> _Task objective_
The records below need retyping in full; give them again exactly.

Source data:

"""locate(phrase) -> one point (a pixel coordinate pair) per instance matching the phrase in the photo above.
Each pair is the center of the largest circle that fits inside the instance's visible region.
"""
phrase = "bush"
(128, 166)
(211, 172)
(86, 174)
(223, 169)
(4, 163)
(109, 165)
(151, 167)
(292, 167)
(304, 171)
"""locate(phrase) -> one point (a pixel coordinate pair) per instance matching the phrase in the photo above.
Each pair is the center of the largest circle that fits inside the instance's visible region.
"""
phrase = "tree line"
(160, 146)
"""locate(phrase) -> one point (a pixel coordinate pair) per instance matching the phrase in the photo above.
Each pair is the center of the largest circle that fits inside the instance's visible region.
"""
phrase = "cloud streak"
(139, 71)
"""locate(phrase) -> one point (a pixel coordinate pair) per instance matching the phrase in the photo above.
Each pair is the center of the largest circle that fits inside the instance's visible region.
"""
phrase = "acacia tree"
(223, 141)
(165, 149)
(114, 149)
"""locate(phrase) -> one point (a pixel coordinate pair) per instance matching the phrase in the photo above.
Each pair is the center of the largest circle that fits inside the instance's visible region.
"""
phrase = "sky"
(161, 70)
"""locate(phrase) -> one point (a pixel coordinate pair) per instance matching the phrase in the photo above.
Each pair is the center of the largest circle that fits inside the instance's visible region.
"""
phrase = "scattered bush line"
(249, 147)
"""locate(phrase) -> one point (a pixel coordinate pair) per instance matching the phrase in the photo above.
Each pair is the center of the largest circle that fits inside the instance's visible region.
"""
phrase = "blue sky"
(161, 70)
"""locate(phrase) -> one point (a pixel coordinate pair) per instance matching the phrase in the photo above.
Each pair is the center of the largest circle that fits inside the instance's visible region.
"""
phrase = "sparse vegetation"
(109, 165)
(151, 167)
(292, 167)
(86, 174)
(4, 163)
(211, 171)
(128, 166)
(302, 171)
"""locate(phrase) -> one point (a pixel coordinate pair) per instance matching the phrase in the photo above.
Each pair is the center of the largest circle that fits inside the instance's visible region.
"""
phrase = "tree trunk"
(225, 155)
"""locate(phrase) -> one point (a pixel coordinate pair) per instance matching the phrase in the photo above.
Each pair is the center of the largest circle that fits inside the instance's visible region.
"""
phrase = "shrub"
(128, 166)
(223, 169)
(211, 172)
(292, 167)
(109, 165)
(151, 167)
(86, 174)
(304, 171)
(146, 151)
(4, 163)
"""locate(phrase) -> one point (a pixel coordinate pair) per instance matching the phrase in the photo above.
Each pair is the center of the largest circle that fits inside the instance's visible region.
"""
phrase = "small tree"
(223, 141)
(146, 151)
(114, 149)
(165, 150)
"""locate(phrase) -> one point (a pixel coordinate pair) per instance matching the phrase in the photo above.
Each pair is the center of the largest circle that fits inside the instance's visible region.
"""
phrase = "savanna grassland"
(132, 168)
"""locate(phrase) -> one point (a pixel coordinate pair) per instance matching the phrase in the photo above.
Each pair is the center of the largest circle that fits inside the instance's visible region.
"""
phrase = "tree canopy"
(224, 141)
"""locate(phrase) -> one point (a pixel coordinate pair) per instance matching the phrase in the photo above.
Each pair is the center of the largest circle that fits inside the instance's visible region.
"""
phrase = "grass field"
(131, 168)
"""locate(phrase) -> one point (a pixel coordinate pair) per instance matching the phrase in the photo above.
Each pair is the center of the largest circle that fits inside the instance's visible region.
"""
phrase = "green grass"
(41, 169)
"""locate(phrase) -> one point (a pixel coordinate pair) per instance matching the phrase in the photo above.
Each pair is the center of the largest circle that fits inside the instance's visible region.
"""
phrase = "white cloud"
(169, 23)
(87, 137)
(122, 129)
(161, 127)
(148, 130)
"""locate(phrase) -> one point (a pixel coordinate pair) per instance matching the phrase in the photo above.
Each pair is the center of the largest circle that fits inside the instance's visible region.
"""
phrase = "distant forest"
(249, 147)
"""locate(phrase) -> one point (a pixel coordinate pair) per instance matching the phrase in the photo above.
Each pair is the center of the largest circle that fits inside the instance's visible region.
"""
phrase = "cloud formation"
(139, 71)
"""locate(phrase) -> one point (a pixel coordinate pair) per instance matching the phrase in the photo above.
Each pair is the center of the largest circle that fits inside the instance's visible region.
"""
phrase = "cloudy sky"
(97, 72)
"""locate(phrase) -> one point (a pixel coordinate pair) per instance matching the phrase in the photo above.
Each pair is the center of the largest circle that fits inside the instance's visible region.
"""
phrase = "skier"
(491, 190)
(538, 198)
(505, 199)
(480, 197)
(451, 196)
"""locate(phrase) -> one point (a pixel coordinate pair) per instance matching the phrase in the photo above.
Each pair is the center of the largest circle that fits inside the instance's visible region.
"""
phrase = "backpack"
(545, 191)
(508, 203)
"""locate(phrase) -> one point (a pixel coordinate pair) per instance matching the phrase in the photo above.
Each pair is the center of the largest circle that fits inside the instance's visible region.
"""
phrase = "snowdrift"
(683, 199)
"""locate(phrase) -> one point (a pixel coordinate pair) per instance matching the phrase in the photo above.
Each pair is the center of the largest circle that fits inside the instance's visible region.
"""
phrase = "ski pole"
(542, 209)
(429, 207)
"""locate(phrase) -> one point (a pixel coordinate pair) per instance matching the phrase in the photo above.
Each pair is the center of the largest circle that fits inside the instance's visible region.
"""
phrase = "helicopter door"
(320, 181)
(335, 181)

> _Response to this task_
"""locate(phrase) -> one point (a pixel coordinate pair) per instance matching the phrase in the photo above.
Each pair is the center of the largest circle that fits inside the instance's visible region.
"""
phrase = "bush"
(128, 166)
(211, 172)
(86, 174)
(223, 169)
(4, 163)
(109, 165)
(151, 167)
(292, 167)
(304, 171)
"""locate(phrase) -> one point (a pixel coordinate pair) per instance matching the phrase in the photo above.
Each pair is the center of the largest circle that fits inside the instance's visible region.
"""
phrase = "tree line"
(160, 146)
"""locate(phrase) -> one point (a pixel coordinate pair) per instance matching the phrase in the photo above.
Each pair is the center of the largest circle that fits inside the instance's visible region.
"""
phrase = "cloud streak"
(139, 71)
"""locate(phrase) -> one point (a pixel coordinate pair) per instance matching the phrase in the photo above.
Each pair is the center of the largest circle that fits inside the instance's visible region.
"""
phrase = "acacia tree"
(223, 141)
(165, 149)
(114, 149)
"""locate(phrase) -> one point (a pixel coordinate pair) per instance matching the phrase in the photo above.
Each pair is the center of the largest circle that fits inside the instance's visible region.
"""
phrase = "sky"
(161, 70)
"""locate(phrase) -> one point (a pixel coordinate pair) per instance matching the phrase in the photo above.
Each pair is the center of the largest circle that fits inside the instance's visible region.
"""
phrase = "scattered bush line"
(249, 147)
"""locate(phrase) -> one point (a pixel coordinate pair) per instance matching the phrase in the photo above.
Each pair is the center of the largest circle that fits inside the instance's visible region.
"""
phrase = "blue sky"
(161, 70)
"""locate(phrase) -> one point (a pixel coordinate pair) per instance matching the phrase in the photo above.
Each pair is the center of the largest circle that fits inside the instance's visible region.
"""
phrase = "sparse vegetation"
(109, 165)
(151, 167)
(292, 167)
(86, 174)
(4, 163)
(211, 171)
(128, 166)
(302, 171)
"""locate(phrase) -> one point (a pixel coordinate pair) per instance matching the phrase in the photo above.
Each pair is the center of the largest circle that fits inside the instance's visible region.
"""
phrase = "tree trunk"
(225, 155)
"""locate(phrase) -> one point (a pixel coordinate pair) per instance matching the phrase in the photo above.
Each pair is the center of the largest circle that fits inside the instance's visible region.
"""
phrase = "shrub"
(128, 166)
(223, 169)
(211, 172)
(292, 167)
(109, 165)
(151, 167)
(86, 174)
(304, 171)
(146, 151)
(4, 163)
"""locate(phrase) -> one point (a pixel coordinate pair) per instance matching the phrase in the photo above.
Each pair is the center of the largest circle that fits inside the instance's visible region.
"""
phrase = "small tree"
(223, 141)
(146, 151)
(114, 149)
(165, 150)
"""locate(phrase) -> one point (a pixel coordinate pair) per instance matching the phrase in the photo above.
Each pair is the center of the largest circle that fits inside the instance's visible region.
"""
phrase = "savanna grassland"
(132, 168)
"""locate(phrase) -> one point (a pixel coordinate pair) per instance matching the phrase in the photo above.
Each pair is the center of the largest circle that fits inside the instance's visible region.
"""
phrase = "tree canopy"
(224, 141)
"""locate(phrase) -> one point (a pixel coordinate pair) per instance matching the phrase in the photo above.
Each pair is the center of the largest circle that fits inside the instance's visible region.
"""
phrase = "grass field"
(131, 168)
"""locate(phrase) -> one point (a pixel coordinate pair) per instance matching the phrase in the photo above.
Each pair is the center of the largest circle that fits inside the instance's visible region.
"""
phrase = "green grass"
(41, 169)
"""locate(phrase) -> one point (a pixel coordinate pair) per instance matching the phrase in the photo above.
Each pair is the center of the largest circle that fits inside the instance's visible region.
"""
phrase = "white cloud"
(169, 23)
(87, 137)
(122, 129)
(161, 127)
(148, 130)
"""locate(phrase) -> one point (a pixel coordinate pair) per instance matching the phrase in the photo above.
Each pair is the center of the largest circle that fits inside the instance's visible region.
"""
phrase = "distant forest"
(249, 147)
"""locate(phrase) -> one point (a pixel coordinate pair) per instance matching the phrase in the photo above.
Each pair is the center of the largest circle that fits inside the instance's visible region.
"""
phrase = "cloud formation"
(139, 71)
"""locate(phrase) -> one point (a pixel coordinate pair) per instance matching the phrase in the photo above.
Each pair is the center of the largest circle that fits inside the instance's visible region.
"""
phrase = "cloudy sky"
(97, 72)
"""locate(phrase) -> one point (a pixel coordinate pair) per instance matching the phrase in the photo above.
Each pair is the center of the largest circle that fits inside the instance's visible region.
"""
phrase = "skier"
(491, 190)
(538, 198)
(505, 199)
(480, 197)
(451, 196)
"""locate(phrase) -> one point (a pixel coordinate pair) per instance matching the phrase in the photo above.
Each pair is the center of the largest circle that fits inside the instance's visible region.
"""
phrase = "backpack"
(545, 191)
(508, 203)
"""locate(phrase) -> one point (a pixel coordinate pair) per instance matching the phrase in the photo above.
Each pair is the center of the largest circle that fits inside the instance's visible region.
"""
phrase = "snowdrift"
(683, 199)
"""locate(phrase) -> one point (a pixel coordinate pair) per instance matching the phrase in the photo above.
Each pair is the center of the largest circle that fits inside the instance's visible region.
"""
phrase = "ski pole"
(542, 209)
(429, 207)
"""locate(phrase) -> one point (a pixel coordinate pair) per instance matching the phrase in the photo above.
Each pair is the center of the largest circle that fits inside the instance's visible region.
"""
phrase = "helicopter door"
(320, 181)
(335, 181)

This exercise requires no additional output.